Yo diría que bien poca cosa.

Pues esa soy yo. Andando por la vida sin cámara de fotos y con un celular que, si bien tiene cámara, es veleidoso como el sol de invierno en estas latitudes, y se le ocurre dejar de funcionar cuando se le da la gana y más se lo necesita.

Así me ocurrió tan pronto llegué a Milán. En aquellos años las cámaras usaban rollos. 

Había tomado un tren desde Stuttgart y apenas había pegado un ojo porque compartía mi camarote con un joven negro (odio la expresión ‘de color’) que aspiraba a ser manager de fútbol y me estuvo hablando toda la noche de  Baggio, Trezeguet y  Batistuta). El mentado, que se llamaba Karim, me acompañó gentilmente hasta tomar la línea ‘gialla’ del metro, cuyo destino final era la Piazza del Duomo. Al salir de la estación el frío me hizo lagrimear y esas lágrimas en seguida adquirieron la consistencia de la escarcha.
Se ve que a mi cámara le pasó lo mismo porque apenas alcancé a tomar la primera foto del Duomo dejó de funcionar. Los intentos por volverla a la vida fueron vanos a pesar de la buena voluntad de kiosqueros y transeúntes que en seguida se organizaron en espontánea asamblea para debatir posibles soluciones (ya se sabe cómo son los italianos…).  El diagnóstico fue conclusivo: la máquina se había congelado y se negaba a funcionar a pesar del cambio de las pilas.

▶ **Datos de localización con un punto por instancia**:
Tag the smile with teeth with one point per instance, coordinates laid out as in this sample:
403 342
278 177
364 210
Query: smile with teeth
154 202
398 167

▶ **Tareas del ejercicio**:
- 1) Sobre el relato de la llegada a Milán, responde:
(a) ¿Desde qué ciudad salió el tren que tomó quien narra?
(b) ¿Cómo se llamaba el joven que compartía el camarote?
(c) ¿Qué le había pasado a la cámara, según el diagnóstico?
- 2) ¿Podrías prolongar el relato de la llegada a Milán a partir del punto en que termina?

▶ **Respuestas escritas**:
- 1)
(a) Desde Stuttgart.
(b) Karim.
(c) Se había congelado y se negaba a funcionar a pesar del cambio de las pilas.

- 2)
Exactamente lo mismo me ocurrió en París en el invierno del ’94. Uno de mis colegas iba a registrar el momento en que prestaba juramento solemne ante la Corte de Apelaciones, que me habilitaría para entrar a la cocina de la administración de justicia francesa. Rollo de película nuevo, pilas nuevas y el compromiso de Ignace de Loyola (tal era el nombre de pila de este colega de Guinea Ecuatorial que no debe confundirse con el santo ya que, si bien tengo mis años, no somos de la misma camada), de perpetuar tan importante ocasión. Pues nada. Nada de nada. Que la cámara volvió a empacarse y así pasó el acontecimiento sin que quedara ningún registro salvo el de los testigos del acto y sus ilustrísimas y togadas señorías.

La lista, que no voy a extender para no cansar la atención del lector, incluye el extravío del registro de la entrega del título de una maestría. (Por suerte conservo el diploma acreditativo).

El último incidente solo tiene unos días. Por su entidad, estoy convencida que más que una tendencia revela un estado. De las islas del Jónico, que estoy segura debieron ser la residencia de verano de los dioses, me he traído un par de pequeños cantos rodados blancos (de haber incrementado el número no hubiera podido mover la valija), una tortuga cenicero de Zachintos, unos ‘pastelis’ (que son unos dulces a base de miel y semillas de sésamo) de Lefkada y de Corfú, que los griegos llaman Kerkyra, unos jabones de aceite de oliva con aloe vera, lavanda y rosa, respectivamente, y una botella de licor de naranjitas japonesas. Todo para olvidar el hecho de que me dejé la batería de la cámara de fotos en alguno de los hoteles y el teléfono, como Verónica, justo se decidió a morir. Así que de fotos, nada. Otra vez nada de nada.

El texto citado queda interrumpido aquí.